Capitalized terms used herein that are not otherwise defined
shall have the respective meanings ascribed thereto in the Pooling and Servicing
Agreement.
ARTICLE TWO
PURCHASE, SALE AND CONVEYANCE OF MORTGAGE LOANS
Section 2.01. Agreement to Purchase the Initial Mortgage
Loans.(a) Subject to the terms and conditions of this Agreement, the Originators
agree to sell, and the Unaffiliated Seller agrees to purchase on the Closing
Date and immediately subsequent thereto, the Unaffiliated Seller agrees to sell,
and the Depositor agrees to purchase, the Mortgage Loans having the Cut-Off Date
Aggregate Principal Balance or, in accordance with Section 2.08 hereof, such
other balance as is evidenced by the actual Cut-Off Date Aggregate Principal
Balance of the Mortgage Loans accepted by the Depositor on the Closing Date and
listed in the Mortgage Loan Schedule.
==================================================
◆ What you will do:
1 > Answer these questions using the mortgage loan passage:
(a) Which document supplies the meanings of capitalized terms that the passage does not define?
(b) What is the heading of Article Two?
(c) Which party agrees to buy the Mortgage Loans from the Unaffiliated Seller?
2 > List every party that Section 2.01(a) of the mortgage loan passage names as selling or purchasing the Mortgage Loans.
3 > Pick up the mortgage loan passage after its last sentence and continue it in the same style.

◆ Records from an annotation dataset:
==================================================
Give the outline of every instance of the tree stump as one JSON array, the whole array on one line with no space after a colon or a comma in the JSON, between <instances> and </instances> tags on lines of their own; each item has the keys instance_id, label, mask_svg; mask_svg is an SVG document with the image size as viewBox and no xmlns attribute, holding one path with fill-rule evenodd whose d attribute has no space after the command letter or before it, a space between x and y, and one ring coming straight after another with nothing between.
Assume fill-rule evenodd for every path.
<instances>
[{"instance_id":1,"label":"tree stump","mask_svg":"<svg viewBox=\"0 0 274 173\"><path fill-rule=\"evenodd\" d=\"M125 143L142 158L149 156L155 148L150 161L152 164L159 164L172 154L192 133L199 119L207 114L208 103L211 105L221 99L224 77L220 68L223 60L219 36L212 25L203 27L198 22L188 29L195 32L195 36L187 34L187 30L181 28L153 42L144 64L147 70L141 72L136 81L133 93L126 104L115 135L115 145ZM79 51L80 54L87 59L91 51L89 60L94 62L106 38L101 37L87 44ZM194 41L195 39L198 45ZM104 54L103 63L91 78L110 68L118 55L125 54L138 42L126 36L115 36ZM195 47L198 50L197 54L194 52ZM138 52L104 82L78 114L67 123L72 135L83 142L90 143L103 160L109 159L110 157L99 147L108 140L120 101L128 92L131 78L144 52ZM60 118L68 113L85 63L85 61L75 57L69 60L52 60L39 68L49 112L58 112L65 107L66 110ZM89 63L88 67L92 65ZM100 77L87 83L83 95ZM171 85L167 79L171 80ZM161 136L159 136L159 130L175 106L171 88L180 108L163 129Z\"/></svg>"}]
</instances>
==================================================
◆ Answers for the tasks:
1 >
(a) The Pooling and Servicing Agreement.
(b) PURCHASE, SALE AND CONVEYANCE OF MORTGAGE LOANS.
(c) The Depositor.

2 > The Originators, the Unaffiliated Seller, the Depositor

3 >
(b) Subject to Section 2.08 hereof, the Depositor and the
Unaffiliated Seller have agreed upon which of the Unaffiliated Seller's Mortgage
Loans are to be purchased by the Depositor on the Closing Date pursuant to this
Agreement, and the Unaffiliated Seller has prepared a schedule describing the
Mortgage Loans (the "Mortgage Loan Schedule") setting forth all of the Mortgage
Loans to be purchased under this Agreement, which schedule is attached hereto as
Exhibit A. The Mortgage Loan Schedule shall conform to the requirements of the
Depositor and to the definition of "Mortgage Loan Schedule" under the Pooling
and Servicing Agreement.
(c) The closing for the purchase and sale of the Mortgage
Loans shall take place at the offices of Xxxxx Xxxxxxxxxx, New York, New York,
at 10:00 a.m., New York time, on March 12, 1998 or such other place and time as
the parties shall agree (such time being herein referred to as the "Closing
Date").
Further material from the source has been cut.